▶ _Extracted information_:
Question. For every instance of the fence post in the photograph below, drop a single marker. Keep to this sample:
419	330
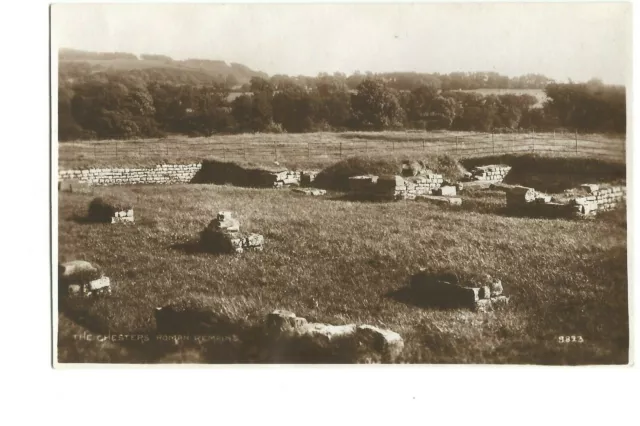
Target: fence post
533	141
493	143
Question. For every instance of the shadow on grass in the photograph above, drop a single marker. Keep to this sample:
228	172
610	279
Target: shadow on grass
357	198
412	297
84	220
195	246
190	247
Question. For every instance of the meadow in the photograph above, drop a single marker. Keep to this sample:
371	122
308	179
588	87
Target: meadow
322	149
334	260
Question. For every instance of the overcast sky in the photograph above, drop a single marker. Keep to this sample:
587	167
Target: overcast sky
562	40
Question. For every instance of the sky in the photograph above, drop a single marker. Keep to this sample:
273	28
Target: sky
576	41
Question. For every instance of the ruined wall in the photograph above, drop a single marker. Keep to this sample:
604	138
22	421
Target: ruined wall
394	187
493	173
584	202
161	174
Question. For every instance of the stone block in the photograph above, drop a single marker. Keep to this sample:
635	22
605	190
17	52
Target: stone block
387	342
446	191
496	287
254	240
100	286
485	292
75	290
483	305
500	302
438	199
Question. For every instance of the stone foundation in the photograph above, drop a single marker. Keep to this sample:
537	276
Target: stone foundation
445	291
123	216
491	173
294	336
582	203
222	235
160	174
110	211
81	278
396	187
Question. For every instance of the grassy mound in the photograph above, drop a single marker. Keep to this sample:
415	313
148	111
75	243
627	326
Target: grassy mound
237	174
554	174
337	175
102	209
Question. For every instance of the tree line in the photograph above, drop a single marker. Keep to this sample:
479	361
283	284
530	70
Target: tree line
103	105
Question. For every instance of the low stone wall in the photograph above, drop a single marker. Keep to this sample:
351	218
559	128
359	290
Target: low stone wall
160	174
446	291
394	187
583	202
492	173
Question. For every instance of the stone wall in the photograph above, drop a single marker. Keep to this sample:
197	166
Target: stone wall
583	202
160	174
493	173
394	187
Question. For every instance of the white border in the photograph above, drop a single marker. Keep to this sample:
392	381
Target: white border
308	395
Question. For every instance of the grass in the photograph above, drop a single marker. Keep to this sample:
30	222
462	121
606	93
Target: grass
318	150
337	261
554	174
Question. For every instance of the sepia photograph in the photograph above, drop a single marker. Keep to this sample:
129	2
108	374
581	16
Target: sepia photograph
347	183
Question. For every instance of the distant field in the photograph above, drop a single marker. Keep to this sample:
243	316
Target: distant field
318	149
539	94
337	261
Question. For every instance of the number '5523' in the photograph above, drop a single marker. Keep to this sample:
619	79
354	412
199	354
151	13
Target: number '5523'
570	339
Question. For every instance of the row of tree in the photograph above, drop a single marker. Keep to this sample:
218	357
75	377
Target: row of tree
122	105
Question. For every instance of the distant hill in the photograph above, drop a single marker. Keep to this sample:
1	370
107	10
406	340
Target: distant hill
190	70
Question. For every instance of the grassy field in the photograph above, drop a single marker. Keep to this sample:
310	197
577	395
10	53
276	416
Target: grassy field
539	94
322	149
333	260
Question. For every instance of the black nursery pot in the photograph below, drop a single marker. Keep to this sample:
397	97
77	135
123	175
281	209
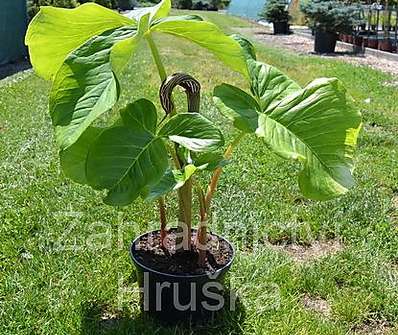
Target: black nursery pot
325	42
281	28
171	297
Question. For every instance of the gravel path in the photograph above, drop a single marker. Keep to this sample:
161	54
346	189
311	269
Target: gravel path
305	45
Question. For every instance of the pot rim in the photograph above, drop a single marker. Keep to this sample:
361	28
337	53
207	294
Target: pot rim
175	276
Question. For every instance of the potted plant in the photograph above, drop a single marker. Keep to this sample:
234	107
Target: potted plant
328	18
149	154
276	11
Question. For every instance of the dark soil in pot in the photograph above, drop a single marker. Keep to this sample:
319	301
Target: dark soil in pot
325	42
173	286
281	28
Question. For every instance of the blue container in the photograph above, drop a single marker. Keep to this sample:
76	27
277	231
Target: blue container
246	8
13	24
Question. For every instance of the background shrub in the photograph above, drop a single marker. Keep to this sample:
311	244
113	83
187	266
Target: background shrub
331	15
275	11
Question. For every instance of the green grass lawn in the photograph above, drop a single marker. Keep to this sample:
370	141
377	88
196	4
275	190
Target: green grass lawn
64	264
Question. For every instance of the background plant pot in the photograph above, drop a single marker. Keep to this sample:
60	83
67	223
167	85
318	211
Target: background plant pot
359	44
373	43
325	42
281	28
385	45
181	288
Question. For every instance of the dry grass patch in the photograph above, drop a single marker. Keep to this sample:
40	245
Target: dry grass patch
317	250
317	304
375	328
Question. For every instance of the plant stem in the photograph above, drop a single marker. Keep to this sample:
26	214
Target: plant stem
163	220
185	193
185	217
201	236
156	58
217	173
163	76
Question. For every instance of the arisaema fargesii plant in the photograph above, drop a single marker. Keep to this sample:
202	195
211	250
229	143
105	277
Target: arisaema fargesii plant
148	153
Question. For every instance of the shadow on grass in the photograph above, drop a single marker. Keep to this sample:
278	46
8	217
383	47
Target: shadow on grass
10	69
96	319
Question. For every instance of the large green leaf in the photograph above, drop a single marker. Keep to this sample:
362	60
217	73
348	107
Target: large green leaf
74	158
208	36
140	115
193	131
162	9
317	127
269	85
238	106
55	32
86	86
172	180
124	161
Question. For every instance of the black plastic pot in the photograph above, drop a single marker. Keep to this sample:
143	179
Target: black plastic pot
170	297
281	28
325	42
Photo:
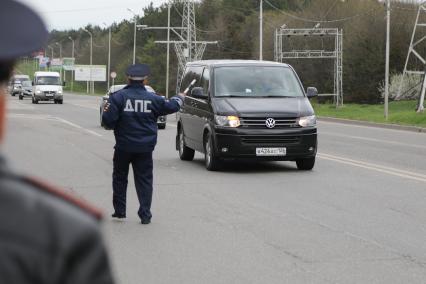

▶ _Problem requirements_:
For the entries, state the number of lines that include the string "below". Add no other words.

▶ _The answer_:
2